:: Kutipan Teks ::

# # # # #

Harian Jerman “Die Zeit” menyelidiki dokumen-dokumen pemerintah, juga dokumen rahasia, seputar situasi di Afganistan menjelang kemenangan Taliban. Dinas rahasia Jerman ternyata salah perkiraan dan tidak punya persiapan.
Iklan
"Die Zeit" menurunkan laporan tentang kegagalan dinas rahasia Jerman di Afganistan minggu lalu setelah menyisir dan menganalisis ribuan dokumen pemerintah, termasuk dokumen-dokumen rahasia, email, protokol rapat dan catatan-catatan berbagai kementerian yang berhasil mereka kumpulkan. Laporan itu menggambarkan situasi pada pertengahan 2021, sampai perebutan kekuasaan oleh Taliban di ibu kota Kabul pada bulan Agustus.
Para jurnalis mendapat akses ke ribuan halaman file, catatan, brifing pagi, email dari menteri federal dan notulen rapat sekretaris negara serta rapat kabinet. Sebagian dokumen itu sebenarnya dokumen rahasia yang kemudian bocor ke media.
Tahun 2021, pemerintahan saat itu merupakan koalisi antara partai-partai CDU, CSU, dan SPD, dipimpin oleh Kanselir Angela Merkal. Namun Jerman sendiri pada saat yang sama, sedang bersiap menghapi pemilihan umum yang digelar dalam beberapa minggu kemudian. Die Zeit menulis, fokus pemerintahan saat itu memang lebih banyak ke situasi dalam negeri, bukan situasi di luar negeri. Selain itu, publik Jerman juga tidak terlalu tertarik pada perubahan yang sedang terjadi di Afganistan.

# # # # #

:: Materi yang Disediakan ::
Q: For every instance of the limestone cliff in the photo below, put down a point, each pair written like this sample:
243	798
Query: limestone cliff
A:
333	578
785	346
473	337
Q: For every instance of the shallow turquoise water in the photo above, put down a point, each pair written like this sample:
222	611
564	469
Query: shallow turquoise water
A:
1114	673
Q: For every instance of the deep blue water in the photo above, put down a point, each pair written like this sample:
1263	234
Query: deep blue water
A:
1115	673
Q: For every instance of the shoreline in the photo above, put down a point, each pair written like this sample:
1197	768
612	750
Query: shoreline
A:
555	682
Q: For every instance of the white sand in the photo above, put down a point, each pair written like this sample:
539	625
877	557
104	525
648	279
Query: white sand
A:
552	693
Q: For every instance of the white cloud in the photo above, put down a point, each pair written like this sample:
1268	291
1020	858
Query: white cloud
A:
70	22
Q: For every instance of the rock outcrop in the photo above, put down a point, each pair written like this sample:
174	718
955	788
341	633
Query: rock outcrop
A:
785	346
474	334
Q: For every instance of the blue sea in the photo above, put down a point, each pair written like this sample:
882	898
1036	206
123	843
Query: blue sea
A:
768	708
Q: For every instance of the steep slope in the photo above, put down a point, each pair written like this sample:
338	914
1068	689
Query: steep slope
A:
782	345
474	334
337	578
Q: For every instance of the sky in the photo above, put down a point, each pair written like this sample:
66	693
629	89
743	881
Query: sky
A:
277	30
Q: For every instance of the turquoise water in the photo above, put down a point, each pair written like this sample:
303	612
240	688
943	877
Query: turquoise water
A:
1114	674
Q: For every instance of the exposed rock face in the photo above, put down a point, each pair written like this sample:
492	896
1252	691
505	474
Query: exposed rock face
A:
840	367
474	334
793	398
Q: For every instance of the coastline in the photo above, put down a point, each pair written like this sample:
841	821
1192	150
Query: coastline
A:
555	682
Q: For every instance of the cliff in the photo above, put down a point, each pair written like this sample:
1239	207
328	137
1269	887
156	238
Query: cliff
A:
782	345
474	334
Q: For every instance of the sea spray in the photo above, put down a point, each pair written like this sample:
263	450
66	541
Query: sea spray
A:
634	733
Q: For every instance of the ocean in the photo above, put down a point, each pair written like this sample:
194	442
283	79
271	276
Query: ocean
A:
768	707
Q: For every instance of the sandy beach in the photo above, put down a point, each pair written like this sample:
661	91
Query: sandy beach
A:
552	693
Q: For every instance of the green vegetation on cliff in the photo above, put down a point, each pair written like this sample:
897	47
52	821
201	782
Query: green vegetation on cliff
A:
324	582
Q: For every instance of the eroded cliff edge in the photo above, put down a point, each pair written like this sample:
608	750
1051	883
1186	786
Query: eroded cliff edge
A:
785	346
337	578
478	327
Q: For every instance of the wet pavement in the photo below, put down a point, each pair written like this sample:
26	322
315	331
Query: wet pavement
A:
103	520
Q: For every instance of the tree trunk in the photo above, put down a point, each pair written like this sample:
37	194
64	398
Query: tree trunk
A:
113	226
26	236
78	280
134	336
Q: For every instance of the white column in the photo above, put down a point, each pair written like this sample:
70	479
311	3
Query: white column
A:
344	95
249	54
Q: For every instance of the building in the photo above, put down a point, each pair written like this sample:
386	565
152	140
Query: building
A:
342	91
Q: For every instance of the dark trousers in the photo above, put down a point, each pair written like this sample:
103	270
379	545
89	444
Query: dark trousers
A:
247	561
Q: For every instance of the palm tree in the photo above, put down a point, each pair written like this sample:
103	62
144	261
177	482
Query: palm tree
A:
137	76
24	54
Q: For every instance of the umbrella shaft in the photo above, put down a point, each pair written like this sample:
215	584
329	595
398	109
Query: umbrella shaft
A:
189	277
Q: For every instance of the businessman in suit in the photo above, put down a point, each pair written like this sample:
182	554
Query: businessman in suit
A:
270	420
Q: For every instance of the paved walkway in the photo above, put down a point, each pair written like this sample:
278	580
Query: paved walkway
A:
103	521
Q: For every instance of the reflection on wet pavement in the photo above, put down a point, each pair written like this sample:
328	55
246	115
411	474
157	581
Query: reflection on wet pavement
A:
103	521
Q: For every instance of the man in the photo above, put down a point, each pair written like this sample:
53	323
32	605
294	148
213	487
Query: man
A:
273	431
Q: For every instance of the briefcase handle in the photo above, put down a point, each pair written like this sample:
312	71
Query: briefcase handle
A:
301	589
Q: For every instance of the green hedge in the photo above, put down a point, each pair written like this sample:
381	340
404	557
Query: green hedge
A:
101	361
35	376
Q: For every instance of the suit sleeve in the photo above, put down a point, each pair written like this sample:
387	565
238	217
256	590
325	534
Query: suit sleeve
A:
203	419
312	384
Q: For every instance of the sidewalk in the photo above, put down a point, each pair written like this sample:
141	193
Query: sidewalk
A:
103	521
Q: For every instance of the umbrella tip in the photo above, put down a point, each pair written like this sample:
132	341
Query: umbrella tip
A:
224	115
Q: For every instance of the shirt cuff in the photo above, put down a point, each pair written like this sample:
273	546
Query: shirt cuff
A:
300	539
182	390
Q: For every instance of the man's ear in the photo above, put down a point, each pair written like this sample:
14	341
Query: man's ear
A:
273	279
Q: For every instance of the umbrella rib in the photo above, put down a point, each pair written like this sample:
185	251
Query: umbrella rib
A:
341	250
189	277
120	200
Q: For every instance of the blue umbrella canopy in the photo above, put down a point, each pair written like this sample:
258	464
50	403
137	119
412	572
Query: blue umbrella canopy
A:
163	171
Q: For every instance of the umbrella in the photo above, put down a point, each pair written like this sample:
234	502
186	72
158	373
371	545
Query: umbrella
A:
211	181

# # # # #

:: Tugas yang Dikerjakan ::
(A) Tuliskan bagian teks tentang laporan Die Zeit mulai dari "Para jurnalis mendapat" sampai dengan "terjadi di Afganistan.".
(B) Menurut teks tentang laporan Die Zeit, partai-partai apa saja yang membentuk koalisi pemerintahan Jerman pada tahun 2021?
(C) Teruskan teks tentang laporan Die Zeit, dimulai sesudah kalimat terakhirnya.

:: Jawaban ::
(A)
Para jurnalis mendapat akses ke ribuan halaman file, catatan, brifing pagi, email dari menteri federal dan notulen rapat sekretaris negara serta rapat kabinet. Sebagian dokumen itu sebenarnya dokumen rahasia yang kemudian bocor ke media.
Tahun 2021, pemerintahan saat itu merupakan koalisi antara partai-partai CDU, CSU, dan SPD, dipimpin oleh Kanselir Angela Merkal. Namun Jerman sendiri pada saat yang sama, sedang bersiap menghapi pemilihan umum yang digelar dalam beberapa minggu kemudian. Die Zeit menulis, fokus pemerintahan saat itu memang lebih banyak ke situasi dalam negeri, bukan situasi di luar negeri. Selain itu, publik Jerman juga tidak terlalu tertarik pada perubahan yang sedang terjadi di Afganistan.

(B) CDU, CSU, dan SPD.

(C)
Menurut Die Zeit, Duta Besar Jerman untuk AS, Emily Haber, sebenarnya sudah melaporkan ke Berlin pada tanggal 6 Agustus bahwa AS akan segera hengkang dari Afghanistan dan bahwa AS menganggap kemungkinan besar pemerintahan yang didukung Barat di Kabul akan berakhir. Namun awalnya pemerintah di Berlin sama sekali tidak bereaksi.
Baru seminggu kemudian, pada tanggal 13 Agustus, dilakukan pertemuan krisis secara terburu-buru di Berlin. Dan dua hari kemudian pada 15 Agustus, pasukan Taliban berhasil merebut kota Kabul. Dan baru sehari kemudian, pada 16 Agustus, pemerintah Jerman akhirnya membentuk tim krisis.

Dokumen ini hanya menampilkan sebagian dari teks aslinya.